■ **Record extracts**
▶

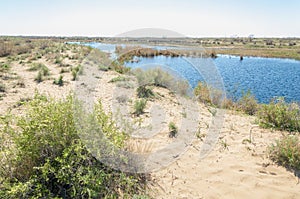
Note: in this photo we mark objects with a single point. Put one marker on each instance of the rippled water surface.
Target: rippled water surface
(264, 77)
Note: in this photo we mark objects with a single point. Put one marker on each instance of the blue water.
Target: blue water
(266, 78)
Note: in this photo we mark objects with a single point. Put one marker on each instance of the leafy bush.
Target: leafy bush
(118, 67)
(286, 152)
(173, 130)
(118, 79)
(139, 106)
(39, 77)
(78, 70)
(40, 67)
(43, 157)
(280, 115)
(144, 92)
(59, 81)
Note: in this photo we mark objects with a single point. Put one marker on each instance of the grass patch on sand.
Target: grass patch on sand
(42, 155)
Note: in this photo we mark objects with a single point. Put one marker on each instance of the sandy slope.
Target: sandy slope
(236, 168)
(240, 171)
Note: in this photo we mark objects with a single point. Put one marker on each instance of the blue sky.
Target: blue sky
(197, 18)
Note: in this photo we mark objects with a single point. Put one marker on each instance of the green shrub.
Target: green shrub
(161, 78)
(139, 106)
(39, 77)
(286, 152)
(144, 92)
(42, 155)
(40, 67)
(247, 104)
(4, 67)
(59, 81)
(118, 79)
(118, 67)
(76, 71)
(173, 130)
(209, 95)
(2, 87)
(280, 115)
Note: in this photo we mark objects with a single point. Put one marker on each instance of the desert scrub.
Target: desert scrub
(39, 77)
(173, 130)
(280, 115)
(42, 155)
(2, 87)
(4, 67)
(78, 70)
(139, 106)
(144, 92)
(161, 78)
(118, 79)
(40, 67)
(59, 81)
(209, 95)
(286, 151)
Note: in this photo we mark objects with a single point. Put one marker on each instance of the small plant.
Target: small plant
(224, 145)
(76, 71)
(144, 92)
(139, 106)
(280, 115)
(40, 67)
(59, 81)
(127, 85)
(2, 88)
(118, 79)
(286, 152)
(122, 99)
(4, 67)
(173, 130)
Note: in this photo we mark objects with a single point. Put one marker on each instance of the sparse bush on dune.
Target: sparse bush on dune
(286, 152)
(59, 81)
(4, 67)
(39, 77)
(40, 67)
(42, 155)
(139, 106)
(173, 130)
(2, 87)
(144, 92)
(280, 115)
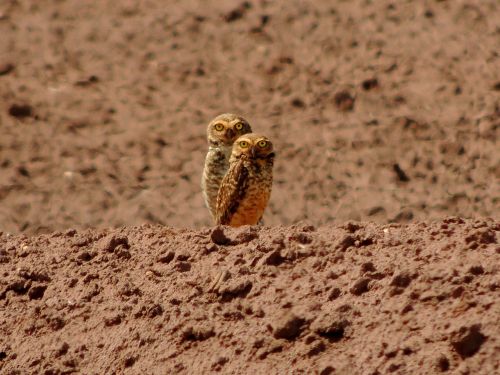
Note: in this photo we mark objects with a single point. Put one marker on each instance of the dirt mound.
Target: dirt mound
(357, 298)
(388, 111)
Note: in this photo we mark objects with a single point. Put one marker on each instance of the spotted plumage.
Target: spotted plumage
(222, 131)
(246, 187)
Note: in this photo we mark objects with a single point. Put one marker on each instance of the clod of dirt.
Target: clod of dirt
(237, 13)
(468, 340)
(369, 84)
(6, 68)
(218, 237)
(165, 257)
(346, 242)
(344, 101)
(274, 258)
(297, 103)
(402, 176)
(243, 235)
(443, 364)
(183, 266)
(360, 286)
(330, 327)
(110, 243)
(334, 294)
(401, 280)
(235, 289)
(21, 110)
(288, 327)
(197, 333)
(37, 291)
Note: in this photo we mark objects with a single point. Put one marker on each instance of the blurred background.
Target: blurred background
(386, 111)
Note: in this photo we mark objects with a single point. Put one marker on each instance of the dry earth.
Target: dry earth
(351, 299)
(384, 112)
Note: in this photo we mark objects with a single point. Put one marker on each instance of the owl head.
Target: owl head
(252, 146)
(226, 128)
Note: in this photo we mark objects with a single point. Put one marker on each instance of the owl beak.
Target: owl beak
(253, 152)
(230, 134)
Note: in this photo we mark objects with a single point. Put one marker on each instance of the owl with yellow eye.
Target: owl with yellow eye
(222, 131)
(246, 187)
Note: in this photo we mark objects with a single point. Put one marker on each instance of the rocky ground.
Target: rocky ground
(385, 116)
(348, 299)
(387, 111)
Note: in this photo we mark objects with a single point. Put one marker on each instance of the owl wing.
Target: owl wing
(232, 190)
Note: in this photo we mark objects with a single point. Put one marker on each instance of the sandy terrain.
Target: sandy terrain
(350, 299)
(388, 112)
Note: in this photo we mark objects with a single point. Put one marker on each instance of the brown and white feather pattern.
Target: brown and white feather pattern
(245, 190)
(222, 131)
(216, 166)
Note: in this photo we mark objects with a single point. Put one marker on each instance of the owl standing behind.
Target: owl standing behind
(222, 131)
(246, 187)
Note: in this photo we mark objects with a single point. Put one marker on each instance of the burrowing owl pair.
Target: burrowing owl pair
(237, 177)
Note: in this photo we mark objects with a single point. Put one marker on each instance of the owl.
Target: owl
(222, 131)
(246, 187)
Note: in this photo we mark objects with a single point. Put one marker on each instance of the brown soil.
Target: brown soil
(380, 111)
(350, 299)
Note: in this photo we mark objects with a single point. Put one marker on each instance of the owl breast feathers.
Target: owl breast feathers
(222, 131)
(246, 188)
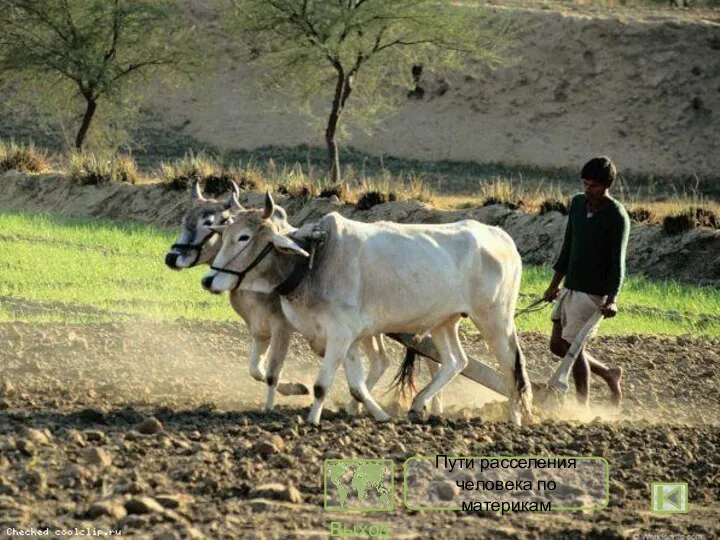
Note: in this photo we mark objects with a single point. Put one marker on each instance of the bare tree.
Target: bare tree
(363, 48)
(98, 46)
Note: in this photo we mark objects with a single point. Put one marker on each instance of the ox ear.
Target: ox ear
(286, 245)
(269, 206)
(195, 193)
(232, 203)
(219, 228)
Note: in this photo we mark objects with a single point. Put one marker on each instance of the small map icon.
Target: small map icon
(359, 485)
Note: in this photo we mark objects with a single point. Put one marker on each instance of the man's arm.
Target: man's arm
(562, 262)
(616, 275)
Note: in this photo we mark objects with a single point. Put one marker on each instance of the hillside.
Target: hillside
(643, 87)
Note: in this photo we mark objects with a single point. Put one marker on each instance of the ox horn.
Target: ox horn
(269, 206)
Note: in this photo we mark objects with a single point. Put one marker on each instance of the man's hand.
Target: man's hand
(551, 293)
(609, 309)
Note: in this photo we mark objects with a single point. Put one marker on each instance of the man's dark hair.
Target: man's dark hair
(600, 170)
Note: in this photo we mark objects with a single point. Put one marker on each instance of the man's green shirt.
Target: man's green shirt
(593, 253)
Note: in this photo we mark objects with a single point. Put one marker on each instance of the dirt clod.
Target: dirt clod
(149, 426)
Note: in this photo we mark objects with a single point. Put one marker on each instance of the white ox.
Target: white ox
(372, 278)
(269, 329)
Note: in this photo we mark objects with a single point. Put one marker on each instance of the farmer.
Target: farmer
(592, 263)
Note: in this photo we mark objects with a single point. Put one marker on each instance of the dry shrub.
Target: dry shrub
(216, 186)
(180, 174)
(501, 192)
(690, 219)
(92, 169)
(417, 191)
(641, 215)
(553, 205)
(22, 157)
(327, 192)
(299, 187)
(341, 191)
(372, 198)
(512, 205)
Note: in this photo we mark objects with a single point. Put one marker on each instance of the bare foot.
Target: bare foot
(615, 374)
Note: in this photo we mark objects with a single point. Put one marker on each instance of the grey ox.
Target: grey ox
(270, 331)
(371, 278)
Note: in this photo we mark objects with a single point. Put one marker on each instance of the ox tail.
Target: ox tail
(522, 381)
(404, 380)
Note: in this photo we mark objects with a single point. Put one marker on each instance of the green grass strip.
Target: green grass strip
(60, 269)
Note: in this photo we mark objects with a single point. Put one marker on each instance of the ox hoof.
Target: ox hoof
(560, 386)
(293, 389)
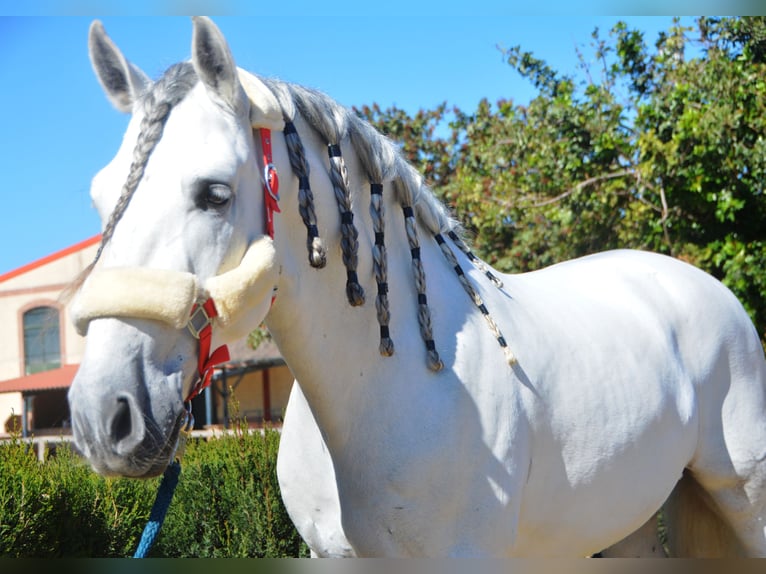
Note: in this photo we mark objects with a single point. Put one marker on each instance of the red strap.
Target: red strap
(271, 182)
(205, 360)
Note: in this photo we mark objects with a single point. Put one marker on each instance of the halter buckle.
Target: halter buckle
(198, 320)
(271, 179)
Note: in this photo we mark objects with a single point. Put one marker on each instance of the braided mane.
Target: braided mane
(381, 161)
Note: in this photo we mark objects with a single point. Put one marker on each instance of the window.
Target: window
(42, 348)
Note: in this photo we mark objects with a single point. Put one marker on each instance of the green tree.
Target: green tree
(659, 147)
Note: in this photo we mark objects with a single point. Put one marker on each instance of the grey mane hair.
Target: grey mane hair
(377, 156)
(156, 103)
(381, 162)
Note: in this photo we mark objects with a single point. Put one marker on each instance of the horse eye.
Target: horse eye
(218, 194)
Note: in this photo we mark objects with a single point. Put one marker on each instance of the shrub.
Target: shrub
(227, 504)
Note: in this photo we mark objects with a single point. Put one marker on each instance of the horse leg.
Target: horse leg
(718, 508)
(643, 543)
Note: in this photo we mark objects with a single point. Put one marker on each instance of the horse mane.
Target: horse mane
(382, 163)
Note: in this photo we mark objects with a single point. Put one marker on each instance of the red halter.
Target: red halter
(200, 323)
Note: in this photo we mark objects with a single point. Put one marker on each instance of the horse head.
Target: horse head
(183, 222)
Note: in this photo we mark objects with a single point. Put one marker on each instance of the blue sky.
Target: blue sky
(58, 129)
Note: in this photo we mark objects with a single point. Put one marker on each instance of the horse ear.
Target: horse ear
(214, 63)
(122, 81)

◀

■ **The task**
Can you render the part of the listing that opens with the line containing "of the window." and runs through the end of the listing as a numbered list, leaving out any blank lines?

■ **Output below**
1. Note: in this photo we mark objects with a single point. Put one marker on each instance of the window.
2. Target: window
3. (42, 348)
4. Note: in this photo we mark objects with a single point. Put one marker on each instance of the green tree.
5. Target: green tree
6. (659, 147)
7. Note: in this photo we mark objects with a single point. Put one marker on each instance of the grey mane hair.
8. Target: grey mane hair
9. (377, 156)
10. (156, 103)
11. (381, 162)
12. Note: in this photo we mark objects with a single point. Put one marker on each instance of the horse eye.
13. Target: horse eye
14. (218, 194)
15. Note: in this photo we mark objects with a single point. Put one marker on each instance of the shrub.
16. Target: shrub
17. (227, 504)
18. Note: in this photo we mark objects with a single point. Put one marker on each instance of the horse leg.
19. Target: horse leg
20. (718, 508)
21. (643, 543)
22. Note: in this photo we mark objects with a single point. Put one marker on each instance of the horse mane.
23. Target: horse mane
24. (382, 163)
25. Note: in this photo we mark objects with a single point. Put one marker on each instance of the red halter.
26. Target: red halter
27. (200, 323)
28. Note: in this photo we mark objects with a single point. Put one marker on each instance of the horse head.
29. Target: horse head
30. (183, 222)
31. Note: in this photo we mark objects with a single point. Put one marker on each instance of the blue sky.
32. Target: blue sky
33. (58, 129)
34. Note: in this photo we mark objects with a single point. Put one marker on each instance of the horse ear.
35. Target: horse ear
36. (214, 63)
37. (122, 81)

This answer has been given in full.